(Detection annotation records)
· · · · · · ·

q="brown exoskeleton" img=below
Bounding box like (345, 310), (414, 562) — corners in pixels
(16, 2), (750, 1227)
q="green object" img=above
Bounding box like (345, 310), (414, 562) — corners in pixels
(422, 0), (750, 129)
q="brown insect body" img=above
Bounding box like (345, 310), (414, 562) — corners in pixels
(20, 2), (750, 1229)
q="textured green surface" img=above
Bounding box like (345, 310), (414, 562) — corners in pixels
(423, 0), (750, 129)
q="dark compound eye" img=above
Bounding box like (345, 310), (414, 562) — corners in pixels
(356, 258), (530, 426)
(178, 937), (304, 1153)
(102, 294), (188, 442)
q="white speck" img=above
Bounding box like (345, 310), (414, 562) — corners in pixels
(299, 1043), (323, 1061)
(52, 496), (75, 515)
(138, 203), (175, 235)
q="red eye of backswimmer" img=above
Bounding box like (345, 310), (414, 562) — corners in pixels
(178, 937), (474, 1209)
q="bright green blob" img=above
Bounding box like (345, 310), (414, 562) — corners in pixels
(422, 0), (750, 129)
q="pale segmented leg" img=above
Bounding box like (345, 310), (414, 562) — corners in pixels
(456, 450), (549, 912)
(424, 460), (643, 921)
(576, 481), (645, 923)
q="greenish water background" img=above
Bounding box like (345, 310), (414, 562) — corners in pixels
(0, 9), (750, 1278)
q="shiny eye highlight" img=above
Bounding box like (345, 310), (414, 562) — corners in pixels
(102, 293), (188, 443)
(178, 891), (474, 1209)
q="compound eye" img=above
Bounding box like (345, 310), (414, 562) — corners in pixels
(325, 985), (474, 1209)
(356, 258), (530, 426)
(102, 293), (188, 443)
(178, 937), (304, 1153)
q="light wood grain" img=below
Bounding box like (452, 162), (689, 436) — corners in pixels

· · · · · · ·

Goal: Reproduce the records word for word.

Response below:
q="brown exoskeleton" img=below
Bounding box like (345, 310), (414, 562) — corners in pixels
(16, 2), (750, 1227)
q="green object" img=above
Bounding box like (345, 310), (414, 562) — corners in pixels
(422, 0), (750, 129)
q="brown insect body" img=above
Bounding box like (345, 310), (414, 562) — corners in pixels
(20, 2), (750, 1229)
q="textured green surface" img=above
Bounding box like (345, 310), (414, 562) — corners in pixels
(423, 0), (750, 129)
q="dark compound eye" img=above
Bounding box like (345, 310), (414, 562) — corners in pixels
(356, 258), (530, 426)
(178, 937), (304, 1153)
(102, 294), (188, 442)
q="white speck" img=above
Bounding box like (345, 310), (414, 562) — corners in pixels
(299, 1043), (323, 1061)
(52, 496), (75, 515)
(138, 203), (175, 235)
q="red eye of backswimmer" img=above
Bounding box like (345, 310), (414, 562) — corners in pixels
(178, 937), (474, 1209)
q="bright green blob" img=above
Bounding box like (345, 310), (414, 562) — corners in pixels
(422, 0), (750, 129)
q="pale segmented leg" img=above
Bounding box like (345, 310), (414, 562) — corners in pixels
(456, 450), (549, 912)
(424, 460), (643, 921)
(576, 481), (645, 923)
q="greenish water background" img=above
Bounding box like (345, 310), (414, 562) — corners in pixels
(0, 9), (750, 1278)
q="shiny eye highlight" img=above
Bounding box like (345, 310), (414, 562) — corners in pixels
(102, 293), (188, 443)
(178, 891), (474, 1209)
q="compound eye" img=above
Bounding box like (345, 310), (414, 562) — corners in pixels
(325, 985), (474, 1209)
(356, 258), (530, 426)
(102, 293), (188, 443)
(178, 937), (304, 1153)
q="light wood grain" img=below
Bounding box like (452, 162), (689, 436) — corners in pixels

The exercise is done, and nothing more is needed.